━━━━━ DATA FOR PROCESSING ━━━━━

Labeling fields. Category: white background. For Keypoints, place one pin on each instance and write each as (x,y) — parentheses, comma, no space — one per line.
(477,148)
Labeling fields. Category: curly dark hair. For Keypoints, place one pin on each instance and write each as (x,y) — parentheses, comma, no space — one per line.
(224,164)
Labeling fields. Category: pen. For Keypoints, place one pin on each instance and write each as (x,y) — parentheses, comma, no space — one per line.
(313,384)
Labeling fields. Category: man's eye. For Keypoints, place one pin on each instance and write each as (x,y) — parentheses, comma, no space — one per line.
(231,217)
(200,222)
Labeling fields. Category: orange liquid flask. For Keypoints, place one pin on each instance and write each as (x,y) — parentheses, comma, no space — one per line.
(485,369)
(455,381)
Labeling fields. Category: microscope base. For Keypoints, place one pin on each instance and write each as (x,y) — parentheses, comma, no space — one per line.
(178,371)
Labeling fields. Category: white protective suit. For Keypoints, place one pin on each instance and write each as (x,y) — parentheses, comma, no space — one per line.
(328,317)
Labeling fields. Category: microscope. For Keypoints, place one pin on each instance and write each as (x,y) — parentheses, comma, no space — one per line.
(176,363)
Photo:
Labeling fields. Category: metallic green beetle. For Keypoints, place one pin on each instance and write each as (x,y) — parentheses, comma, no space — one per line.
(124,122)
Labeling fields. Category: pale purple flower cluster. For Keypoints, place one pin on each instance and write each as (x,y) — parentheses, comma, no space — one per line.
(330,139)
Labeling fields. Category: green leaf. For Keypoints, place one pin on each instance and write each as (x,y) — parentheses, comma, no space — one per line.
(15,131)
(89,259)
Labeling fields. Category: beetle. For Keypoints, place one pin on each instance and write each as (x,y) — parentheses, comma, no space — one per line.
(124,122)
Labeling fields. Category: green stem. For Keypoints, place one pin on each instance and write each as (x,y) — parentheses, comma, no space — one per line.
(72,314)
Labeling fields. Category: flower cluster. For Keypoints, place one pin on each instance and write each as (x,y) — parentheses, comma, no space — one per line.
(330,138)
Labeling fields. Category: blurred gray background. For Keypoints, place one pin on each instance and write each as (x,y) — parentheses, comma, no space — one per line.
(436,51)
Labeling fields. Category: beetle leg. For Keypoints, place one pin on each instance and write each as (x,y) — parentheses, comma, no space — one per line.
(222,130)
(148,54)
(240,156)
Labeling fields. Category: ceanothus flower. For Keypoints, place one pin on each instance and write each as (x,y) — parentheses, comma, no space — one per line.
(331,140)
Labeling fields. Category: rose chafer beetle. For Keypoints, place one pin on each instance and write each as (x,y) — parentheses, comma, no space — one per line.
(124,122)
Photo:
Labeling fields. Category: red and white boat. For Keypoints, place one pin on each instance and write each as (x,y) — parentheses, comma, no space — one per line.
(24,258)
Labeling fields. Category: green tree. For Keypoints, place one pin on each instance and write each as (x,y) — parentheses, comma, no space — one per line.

━━━━━

— PROBLEM REQUIREMENTS —
Retype the material in full. Each word must match.

— SOLUTION FOR THIS TASK —
Labeling fields. Category: white background. For Keypoints, place one pin on each instance and write each as (x,y) — parentheses, comma, no space — one per line.
(477,148)
Labeling fields. Category: curly dark hair. For Keypoints, place one pin on each instance and write each as (x,y) — parentheses, comma, no space — one per line.
(224,164)
Labeling fields. Category: pen. For Keypoints, place one pin on each instance and write each as (x,y) — parentheses, comma, no space — one per line.
(313,384)
Labeling fields. Category: man's eye. For Keypoints, place one pin on each instance and write each as (x,y) — parentheses, comma, no space — one per line.
(231,217)
(200,222)
Labeling fields. Category: orange liquid flask. For Keypoints, place one pin on each instance and write each as (x,y) — parentheses, comma, no space — one per line.
(485,369)
(455,381)
Labeling fields. Category: microscope base. For Keypoints, place one pin on each instance and write each as (x,y) — parentheses, comma, no space — one per line.
(178,371)
Labeling fields. Category: white protective suit. For Keypoints, place one pin on each instance and write each as (x,y) — parentheses, comma, no space — one per line.
(328,317)
Labeling fields. Category: microscope. For Keypoints, place one pin on each instance and write each as (x,y) — parentheses, comma, no space — one per line.
(176,363)
Photo:
Labeling fields. Category: metallic green beetle. For Keypoints, place one pin on each instance and write each as (x,y) — parentheses, comma, no space — one per line.
(124,122)
Labeling fields. Category: pale purple flower cluster. For Keypoints, place one pin on each instance and write each as (x,y) — parentheses, comma, no space — one per line.
(330,139)
Labeling fields. Category: green leaf. For Keypoints, place one pin on each instance and write each as (x,y) — parentheses, comma, no space — one per line.
(15,131)
(89,259)
Labeling fields. Category: beetle. For Keypoints, place one pin on each instance and write each as (x,y) — parentheses, comma, no space — one per line.
(124,122)
Labeling fields. Category: green stem. For Keypoints, place one pin on each instance and write each as (x,y) — parentheses, comma, no space — one per line.
(72,314)
Labeling fields. Category: flower cluster. For Keypoints, place one pin on each instance and write each as (x,y) — parentheses, comma, no space — one per line.
(330,138)
Labeling fields. Category: blurred gray background. For Keypoints, place one pin on each instance and write each as (x,y) — parentheses, comma, no space — one per line.
(436,51)
Labeling fields. Category: beetle leg. For Keypoints, place one pin on each instance and write each as (x,y) — parentheses, comma, no space — one per line.
(222,130)
(148,54)
(240,156)
Labeling fields. Category: ceanothus flower. For Keypoints, place one pin on each instance and write each as (x,y) — parentheses, comma, no space — one per line.
(331,140)
Labeling fields. Category: rose chafer beetle. For Keypoints, place one pin on each instance and write each as (x,y) — parentheses, comma, no space — one per line.
(124,122)
Photo:
Labeling fields. Category: red and white boat. For Keypoints, place one pin on each instance and write each as (x,y) — parentheses, comma, no space — one per line.
(24,258)
Labeling fields. Category: green tree. For Keypoints, place one pin on each instance and write each as (x,y) — parentheses, comma, no space — one per line.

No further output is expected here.